→ **Work to be completed**: Give only the number of lines in the records below that contain the word "white", counting a line only when the case matches.

→ **Data excerpts**:
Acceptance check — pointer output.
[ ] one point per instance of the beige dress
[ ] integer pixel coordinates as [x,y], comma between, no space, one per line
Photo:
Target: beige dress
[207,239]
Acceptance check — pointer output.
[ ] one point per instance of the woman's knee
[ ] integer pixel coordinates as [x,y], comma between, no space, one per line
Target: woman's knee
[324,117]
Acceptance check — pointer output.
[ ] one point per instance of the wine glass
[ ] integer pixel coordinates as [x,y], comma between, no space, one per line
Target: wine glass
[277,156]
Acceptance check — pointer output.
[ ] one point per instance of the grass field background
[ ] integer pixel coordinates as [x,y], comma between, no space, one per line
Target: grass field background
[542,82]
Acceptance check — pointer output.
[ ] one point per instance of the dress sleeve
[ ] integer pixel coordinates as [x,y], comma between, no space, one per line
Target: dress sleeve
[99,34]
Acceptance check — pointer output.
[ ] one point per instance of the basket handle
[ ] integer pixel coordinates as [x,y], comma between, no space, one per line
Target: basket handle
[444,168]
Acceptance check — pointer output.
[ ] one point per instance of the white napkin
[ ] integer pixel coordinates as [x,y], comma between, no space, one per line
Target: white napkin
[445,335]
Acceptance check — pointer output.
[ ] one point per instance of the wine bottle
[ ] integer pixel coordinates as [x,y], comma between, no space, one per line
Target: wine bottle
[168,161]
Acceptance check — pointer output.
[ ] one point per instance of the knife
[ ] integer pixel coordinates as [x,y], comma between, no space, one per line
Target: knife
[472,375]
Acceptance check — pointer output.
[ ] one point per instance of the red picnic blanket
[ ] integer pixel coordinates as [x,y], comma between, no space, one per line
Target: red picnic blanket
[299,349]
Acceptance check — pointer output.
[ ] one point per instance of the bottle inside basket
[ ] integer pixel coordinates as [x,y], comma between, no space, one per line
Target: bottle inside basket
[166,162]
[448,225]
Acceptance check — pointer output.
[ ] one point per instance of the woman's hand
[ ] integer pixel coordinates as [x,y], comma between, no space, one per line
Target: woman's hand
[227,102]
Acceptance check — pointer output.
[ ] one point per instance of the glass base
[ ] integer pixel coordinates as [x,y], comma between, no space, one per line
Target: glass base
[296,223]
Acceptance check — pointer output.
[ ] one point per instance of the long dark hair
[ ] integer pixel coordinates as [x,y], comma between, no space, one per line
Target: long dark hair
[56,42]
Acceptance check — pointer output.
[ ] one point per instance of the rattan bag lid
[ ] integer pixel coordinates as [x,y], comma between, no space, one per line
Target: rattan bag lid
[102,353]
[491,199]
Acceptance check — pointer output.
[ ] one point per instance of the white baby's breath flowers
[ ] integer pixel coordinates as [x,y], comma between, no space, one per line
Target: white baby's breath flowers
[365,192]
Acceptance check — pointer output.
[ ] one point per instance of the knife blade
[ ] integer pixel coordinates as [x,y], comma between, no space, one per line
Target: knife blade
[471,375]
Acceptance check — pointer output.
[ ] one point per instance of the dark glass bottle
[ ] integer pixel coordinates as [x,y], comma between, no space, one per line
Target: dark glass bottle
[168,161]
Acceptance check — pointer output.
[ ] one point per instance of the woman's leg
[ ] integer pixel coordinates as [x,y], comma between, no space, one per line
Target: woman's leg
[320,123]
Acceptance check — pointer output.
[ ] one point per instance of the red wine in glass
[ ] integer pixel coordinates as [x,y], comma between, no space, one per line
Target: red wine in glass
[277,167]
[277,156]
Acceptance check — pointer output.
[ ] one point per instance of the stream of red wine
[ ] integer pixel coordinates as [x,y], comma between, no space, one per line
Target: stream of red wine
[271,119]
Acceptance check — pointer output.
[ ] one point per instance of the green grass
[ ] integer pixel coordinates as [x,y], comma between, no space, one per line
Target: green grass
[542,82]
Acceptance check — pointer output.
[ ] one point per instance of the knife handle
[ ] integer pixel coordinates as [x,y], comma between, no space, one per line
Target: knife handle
...
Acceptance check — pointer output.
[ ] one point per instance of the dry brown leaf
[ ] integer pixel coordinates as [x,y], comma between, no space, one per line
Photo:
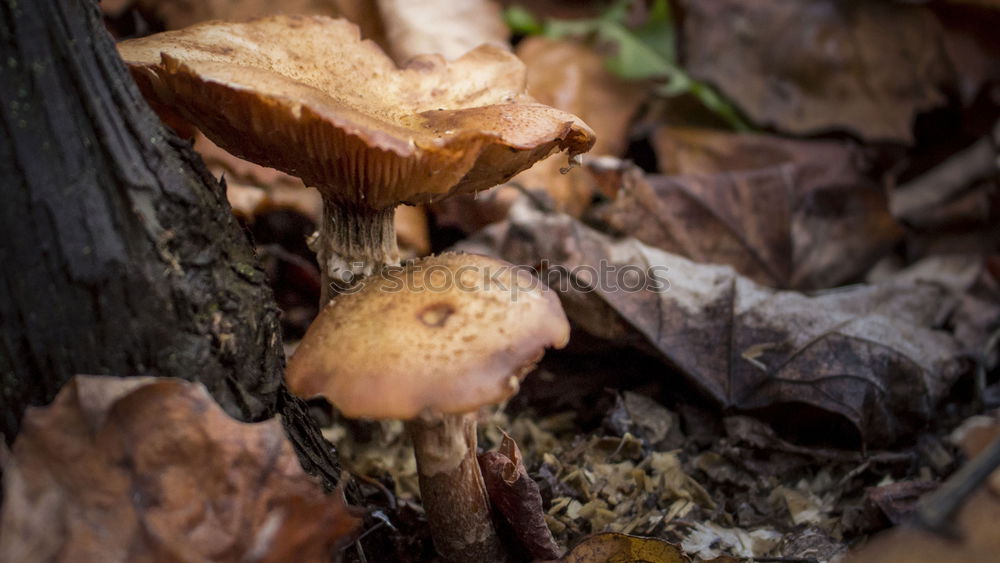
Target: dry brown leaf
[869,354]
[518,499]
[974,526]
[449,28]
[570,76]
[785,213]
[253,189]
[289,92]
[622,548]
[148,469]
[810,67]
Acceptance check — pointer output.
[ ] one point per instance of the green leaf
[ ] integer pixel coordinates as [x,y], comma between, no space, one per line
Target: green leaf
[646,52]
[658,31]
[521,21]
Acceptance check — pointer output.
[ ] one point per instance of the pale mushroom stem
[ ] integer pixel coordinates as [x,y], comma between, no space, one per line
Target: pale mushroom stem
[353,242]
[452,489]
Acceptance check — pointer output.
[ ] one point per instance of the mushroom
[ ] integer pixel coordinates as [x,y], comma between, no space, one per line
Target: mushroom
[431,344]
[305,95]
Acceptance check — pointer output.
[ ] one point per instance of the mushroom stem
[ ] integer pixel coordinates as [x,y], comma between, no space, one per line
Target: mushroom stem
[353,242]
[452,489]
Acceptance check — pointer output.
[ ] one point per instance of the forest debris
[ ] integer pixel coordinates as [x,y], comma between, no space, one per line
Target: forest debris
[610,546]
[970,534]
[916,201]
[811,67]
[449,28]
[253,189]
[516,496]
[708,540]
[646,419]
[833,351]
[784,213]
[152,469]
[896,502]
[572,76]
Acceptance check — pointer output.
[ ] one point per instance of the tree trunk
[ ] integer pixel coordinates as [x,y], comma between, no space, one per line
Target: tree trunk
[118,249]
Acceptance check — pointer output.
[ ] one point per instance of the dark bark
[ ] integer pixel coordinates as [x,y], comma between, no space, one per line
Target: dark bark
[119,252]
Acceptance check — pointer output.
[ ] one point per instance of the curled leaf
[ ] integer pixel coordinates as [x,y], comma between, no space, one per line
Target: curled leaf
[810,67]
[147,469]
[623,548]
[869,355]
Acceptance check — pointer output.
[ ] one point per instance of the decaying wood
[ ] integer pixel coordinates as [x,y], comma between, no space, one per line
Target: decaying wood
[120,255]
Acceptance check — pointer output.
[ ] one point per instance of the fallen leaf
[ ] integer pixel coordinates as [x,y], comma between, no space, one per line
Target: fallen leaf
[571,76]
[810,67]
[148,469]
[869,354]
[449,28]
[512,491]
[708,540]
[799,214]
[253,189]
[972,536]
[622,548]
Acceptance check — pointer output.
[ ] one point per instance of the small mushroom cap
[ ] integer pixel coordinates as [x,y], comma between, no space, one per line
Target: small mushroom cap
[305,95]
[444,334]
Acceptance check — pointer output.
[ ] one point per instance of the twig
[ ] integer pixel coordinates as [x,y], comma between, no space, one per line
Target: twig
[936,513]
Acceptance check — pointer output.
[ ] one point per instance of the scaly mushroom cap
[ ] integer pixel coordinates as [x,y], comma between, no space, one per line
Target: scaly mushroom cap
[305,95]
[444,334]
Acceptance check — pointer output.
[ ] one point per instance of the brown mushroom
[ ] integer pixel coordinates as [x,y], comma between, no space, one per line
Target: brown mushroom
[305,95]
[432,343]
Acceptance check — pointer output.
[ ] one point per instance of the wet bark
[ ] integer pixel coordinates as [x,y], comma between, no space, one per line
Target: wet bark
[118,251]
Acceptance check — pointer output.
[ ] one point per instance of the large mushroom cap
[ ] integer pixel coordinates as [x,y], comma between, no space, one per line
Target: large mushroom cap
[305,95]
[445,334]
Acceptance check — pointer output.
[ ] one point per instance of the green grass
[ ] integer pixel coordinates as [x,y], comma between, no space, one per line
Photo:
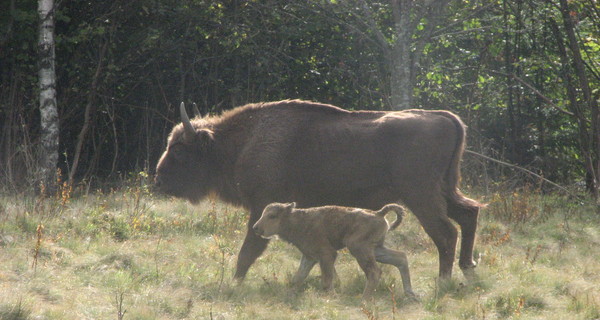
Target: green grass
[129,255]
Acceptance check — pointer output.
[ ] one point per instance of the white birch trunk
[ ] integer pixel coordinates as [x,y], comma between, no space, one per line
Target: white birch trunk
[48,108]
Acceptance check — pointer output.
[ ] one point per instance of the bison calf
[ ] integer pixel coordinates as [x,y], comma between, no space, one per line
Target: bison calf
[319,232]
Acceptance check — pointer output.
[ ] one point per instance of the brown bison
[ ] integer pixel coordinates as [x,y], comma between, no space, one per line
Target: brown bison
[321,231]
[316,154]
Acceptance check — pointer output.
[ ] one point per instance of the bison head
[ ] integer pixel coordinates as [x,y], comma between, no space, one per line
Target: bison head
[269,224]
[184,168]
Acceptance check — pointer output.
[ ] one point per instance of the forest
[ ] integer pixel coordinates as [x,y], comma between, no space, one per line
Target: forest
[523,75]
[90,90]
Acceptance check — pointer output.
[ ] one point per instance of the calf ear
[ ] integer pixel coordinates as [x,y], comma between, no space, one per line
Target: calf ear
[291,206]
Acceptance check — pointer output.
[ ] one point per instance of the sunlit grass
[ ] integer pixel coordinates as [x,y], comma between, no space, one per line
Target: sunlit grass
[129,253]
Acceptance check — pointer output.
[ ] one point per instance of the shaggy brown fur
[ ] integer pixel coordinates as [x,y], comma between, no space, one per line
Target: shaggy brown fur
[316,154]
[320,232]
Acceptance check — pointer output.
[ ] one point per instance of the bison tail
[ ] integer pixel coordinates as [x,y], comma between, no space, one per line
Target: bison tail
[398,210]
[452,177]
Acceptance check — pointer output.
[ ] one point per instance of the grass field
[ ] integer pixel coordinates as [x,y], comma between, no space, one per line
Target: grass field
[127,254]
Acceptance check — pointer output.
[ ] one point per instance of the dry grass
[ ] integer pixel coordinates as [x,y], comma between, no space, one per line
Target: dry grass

→ **Written solution**: 6